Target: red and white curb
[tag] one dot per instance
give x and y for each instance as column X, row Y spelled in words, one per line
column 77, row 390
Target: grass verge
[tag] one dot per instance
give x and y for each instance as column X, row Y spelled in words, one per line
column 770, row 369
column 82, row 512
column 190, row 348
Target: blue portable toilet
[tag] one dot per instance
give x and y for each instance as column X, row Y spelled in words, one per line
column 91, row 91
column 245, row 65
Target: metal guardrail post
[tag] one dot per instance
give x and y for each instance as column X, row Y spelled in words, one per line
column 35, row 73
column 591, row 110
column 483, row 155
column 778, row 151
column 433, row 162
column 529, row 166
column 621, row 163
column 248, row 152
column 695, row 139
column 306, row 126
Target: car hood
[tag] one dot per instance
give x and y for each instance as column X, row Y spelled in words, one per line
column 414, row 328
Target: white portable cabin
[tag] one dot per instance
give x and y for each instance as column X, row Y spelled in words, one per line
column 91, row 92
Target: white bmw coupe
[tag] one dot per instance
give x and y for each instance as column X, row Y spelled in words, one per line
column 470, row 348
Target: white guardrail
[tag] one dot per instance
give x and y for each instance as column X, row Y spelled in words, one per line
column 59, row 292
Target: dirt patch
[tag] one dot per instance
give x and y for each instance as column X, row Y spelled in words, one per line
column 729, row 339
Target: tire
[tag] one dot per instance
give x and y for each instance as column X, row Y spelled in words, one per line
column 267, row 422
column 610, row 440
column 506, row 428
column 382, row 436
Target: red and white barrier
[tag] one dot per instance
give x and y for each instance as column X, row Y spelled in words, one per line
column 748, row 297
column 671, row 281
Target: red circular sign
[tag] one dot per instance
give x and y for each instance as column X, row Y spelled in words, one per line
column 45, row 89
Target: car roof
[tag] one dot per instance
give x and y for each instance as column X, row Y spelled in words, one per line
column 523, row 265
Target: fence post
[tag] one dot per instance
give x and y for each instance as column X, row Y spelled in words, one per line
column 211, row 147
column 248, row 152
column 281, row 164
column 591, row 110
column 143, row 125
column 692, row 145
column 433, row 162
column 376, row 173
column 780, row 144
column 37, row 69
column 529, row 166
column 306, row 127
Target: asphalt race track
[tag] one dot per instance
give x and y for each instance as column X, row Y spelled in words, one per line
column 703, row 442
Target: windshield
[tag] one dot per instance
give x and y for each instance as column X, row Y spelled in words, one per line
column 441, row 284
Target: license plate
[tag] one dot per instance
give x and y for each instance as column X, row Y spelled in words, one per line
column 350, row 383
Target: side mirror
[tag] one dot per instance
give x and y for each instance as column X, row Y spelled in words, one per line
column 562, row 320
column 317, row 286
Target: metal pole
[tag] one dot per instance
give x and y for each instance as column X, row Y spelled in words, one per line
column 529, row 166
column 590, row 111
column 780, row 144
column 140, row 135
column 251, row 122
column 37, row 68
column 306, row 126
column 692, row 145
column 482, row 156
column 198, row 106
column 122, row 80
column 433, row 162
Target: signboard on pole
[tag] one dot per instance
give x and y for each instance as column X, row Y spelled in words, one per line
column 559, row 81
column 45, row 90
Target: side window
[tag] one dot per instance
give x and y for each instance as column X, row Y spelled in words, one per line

##########

TASK DESCRIPTION: Format every line of the items above as a numbered list, omitting any blank lines.

WORKED ANSWER:
1. Target: red and white curb
2. [tag] one dot per instance
3. give x and y for each instance as column X, row Y spelled in words, one per line
4. column 77, row 390
5. Target: grass verge
6. [tag] one dot per instance
7. give x and y for each instance as column X, row Y spelled in words, one per line
8. column 770, row 369
9. column 82, row 512
10. column 190, row 348
11. Target: blue portable toilet
12. [tag] one dot per instance
13. give x and y for each instance as column X, row Y spelled in words, one per line
14. column 91, row 91
15. column 245, row 65
16. Target: metal guardrail post
17. [tag] one dot per instance
18. give x and y for each instance as column X, row Y spelled in words, one per line
19. column 35, row 73
20. column 591, row 110
21. column 483, row 155
22. column 778, row 151
23. column 433, row 162
24. column 529, row 166
25. column 621, row 163
26. column 248, row 152
27. column 695, row 139
28. column 306, row 126
29. Target: car hood
30. [tag] one dot per instance
31. give x and y for each instance as column X, row Y spelled in words, one per line
32. column 414, row 328
33. Target: white portable cabin
34. [tag] one dot per instance
35. give x and y for each instance as column X, row Y spelled in words, one per line
36. column 91, row 92
37. Target: white bmw coupe
38. [tag] one dot per instance
39. give x and y for each instance as column X, row Y spelled in words, one per line
40. column 470, row 348
41. Target: white guardrail
42. [tag] one dot per instance
43. give x and y for each instance as column X, row Y spelled in words, one per line
44. column 59, row 292
45. Target: dirt patch
46. [tag] one dot per instance
47. give x and y for each instance as column X, row Y spelled in words, one per line
48. column 729, row 339
49. Target: tire
50. [tag] one dot per instance
51. give x and y for each instance as column X, row Y spelled in words, one per line
52. column 267, row 422
53. column 610, row 440
54. column 506, row 428
55. column 382, row 436
56. Target: red and white barrier
57. [tag] one dot per instance
58. give x and y for each instance as column X, row Y spelled in words, one per line
59. column 748, row 297
60. column 671, row 281
61. Target: red circular sign
62. [tag] one dot per instance
63. give x and y for each instance as column X, row Y spelled in words, one per line
64. column 45, row 89
65. Target: car roof
66. [tag] one dot per instance
67. give x and y for each instance as column X, row Y spelled in words, one per line
68. column 523, row 265
69. Target: fence post
70. [tag] one dot per instance
71. give x and y for each instance as column X, row Y spelled in words, one per line
72. column 211, row 147
73. column 248, row 152
74. column 281, row 164
75. column 591, row 110
76. column 143, row 125
77. column 692, row 145
78. column 433, row 162
79. column 376, row 173
80. column 780, row 144
81. column 37, row 69
82. column 529, row 166
83. column 306, row 127
84. Target: asphalt race track
85. [tag] one dot per instance
86. give x and y for each instance as column X, row Y spelled in words, one per line
87. column 703, row 442
88. Target: windshield
89. [tag] one dot per instance
90. give x and y for each instance as column X, row Y spelled in words, one per line
91. column 441, row 284
92. Target: license plate
93. [tag] one dot per instance
94. give x and y for each instance as column X, row Y spelled in words, one per line
95. column 350, row 383
96. Target: side mirror
97. [tag] one dot per instance
98. give x and y for each instance as column X, row Y spelled in words, one per line
99. column 562, row 320
100. column 317, row 286
101. Target: metal pole
102. [tag] one dot per instance
103. give x and y for each instance as column X, row Y spelled in words, one per line
104. column 529, row 166
105. column 590, row 111
106. column 780, row 144
107. column 140, row 135
108. column 251, row 122
109. column 37, row 68
110. column 306, row 126
111. column 692, row 145
112. column 482, row 156
113. column 198, row 106
114. column 122, row 80
115. column 433, row 162
116. Target: signboard on pole
117. [tag] one dot per instance
118. give x and y for each instance as column X, row Y spelled in words, one per line
119. column 559, row 81
120. column 45, row 90
121. Target: side window
122. [tag] one dot per instance
123. give x and y for each instance as column X, row Y spelled in words, one per line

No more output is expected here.